### SOURCE TEXT
::::
3.18.2011

To Eyre is Human

"I had not intended to love him. I have wrought hard to extirpate from my soul the germs of love there detected; and no, at the first renewed view of him, they spontaneously revived, green and strong! He made me love him without looking at me." 

Full disclosure Charlotte Brontë fans: I have never read Jane Eyre.  Everything I'm about to state is merely from the point of view of a delighted movie-goer, not a well-versed Brit lit aficionado.
Cary Fukunaga (who also directed Sin Nombre) gives us a visual stunner and soulful drama in her version of Jane Eyre.  The narrative is one you no doubt know.  Ultimately, it is a Cinderella story: girl is orphaned, has a tragic youth and after tribulations, meets her prince.  It is part coming-of-age epic, part romance and part proto-feminist masterpiece.
But, what Jane (played by Mia Wasikowska) brings to the age-old story is more heart.  Not the glassy-eyed princesses or unrequited lovers of so many works of fiction or film, this Jane with her words (or actually Miss Brontë's) and her porcelain features engages viewers on a deep emotional level.  Like her love, Mr. Rochester, we connect to our heroine's soul.  So rarely does a film enthrall us as careful listeners.  So infrequently does a director allow us to take in the script and absorb the phrases.  But, Jane Eyre demands and gratifies our full visual and auditory capacities.
::::
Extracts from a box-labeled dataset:
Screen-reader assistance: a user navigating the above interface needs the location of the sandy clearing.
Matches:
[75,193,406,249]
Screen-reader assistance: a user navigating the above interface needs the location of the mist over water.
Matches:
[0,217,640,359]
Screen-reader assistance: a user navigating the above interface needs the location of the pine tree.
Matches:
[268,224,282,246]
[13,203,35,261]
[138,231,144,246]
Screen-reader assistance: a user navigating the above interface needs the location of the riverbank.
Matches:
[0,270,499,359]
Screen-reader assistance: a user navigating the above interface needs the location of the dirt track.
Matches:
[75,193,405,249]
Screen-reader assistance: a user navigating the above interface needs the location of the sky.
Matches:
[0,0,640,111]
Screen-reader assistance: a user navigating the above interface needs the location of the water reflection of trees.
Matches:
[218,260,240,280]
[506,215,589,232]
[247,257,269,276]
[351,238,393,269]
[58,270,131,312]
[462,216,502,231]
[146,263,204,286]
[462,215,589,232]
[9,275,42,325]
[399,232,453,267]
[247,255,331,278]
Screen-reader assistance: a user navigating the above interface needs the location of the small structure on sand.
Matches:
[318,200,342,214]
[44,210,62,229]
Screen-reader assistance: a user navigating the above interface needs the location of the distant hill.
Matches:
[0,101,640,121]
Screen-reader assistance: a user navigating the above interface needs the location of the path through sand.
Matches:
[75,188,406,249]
::::
### WORK INSTRUCTIONS
a - Reproduce word for word the part of the Jane Eyre review starting at "Cary Fukunaga (who" and ending at "part proto-feminist masterpiece.".
b - Resume the Jane Eyre film review from its last sentence and keep writing.
None of this data is needed for the work you are asked to do.

### EXERCISE RESPONSES
a -
Cary Fukunaga (who also directed Sin Nombre) gives us a visual stunner and soulful drama in her version of Jane Eyre.  The narrative is one you no doubt know.  Ultimately, it is a Cinderella story: girl is orphaned, has a tragic youth and after tribulations, meets her prince.  It is part coming-of-age epic, part romance and part proto-feminist masterpiece.

b -
One of the genius directorial choices on the part of Fukunaga is the simplicity of the cinematography.  At times, I felt I was watching a painting.  A solitary house on a hill or an expansive foggy moor speaks to the English love of landscape (à la J.M.W. Turner or John Constable).  Other moments, the soft contemplative mood and restrained elegance of Jane recalled the Pre-Raphaelites like Dante Gabrielle Rossetti and Edward Burne-Jones.  
Because of the visual perfection of Jane Eyre and the masterful performances of its actors, I was reminded again of the beauty of film.  For two hours, I was complicity trapped in foggy, moody, wonderful eighteenth-century England.  For just a moment this afternoon, I was spellbound by the way Jane and her Edward could ignite the screen with just a touch of the palm or a look of longing.  As the melancholic music accompanied the final credits, I wanted just a little more of their love story.  

4 comments:

  1. Pink Frenchie,

    You must read Jane Eyre and then Jean Rhys' excellent Wide Sargasso Sea.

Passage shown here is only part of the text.